DATA TO EXAMINE ▸
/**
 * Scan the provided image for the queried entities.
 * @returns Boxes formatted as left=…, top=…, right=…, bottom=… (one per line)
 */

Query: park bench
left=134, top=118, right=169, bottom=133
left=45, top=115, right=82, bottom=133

EXERCISE ▸ Lines from the one with "(one per line)" through the end of the data: set these down exactly, including both ends and nothing more.

REPLY TO THE TASK ▸
 * @returns Boxes formatted as left=…, top=…, right=…, bottom=… (one per line)
 */

Query: park bench
left=134, top=118, right=169, bottom=133
left=45, top=115, right=82, bottom=133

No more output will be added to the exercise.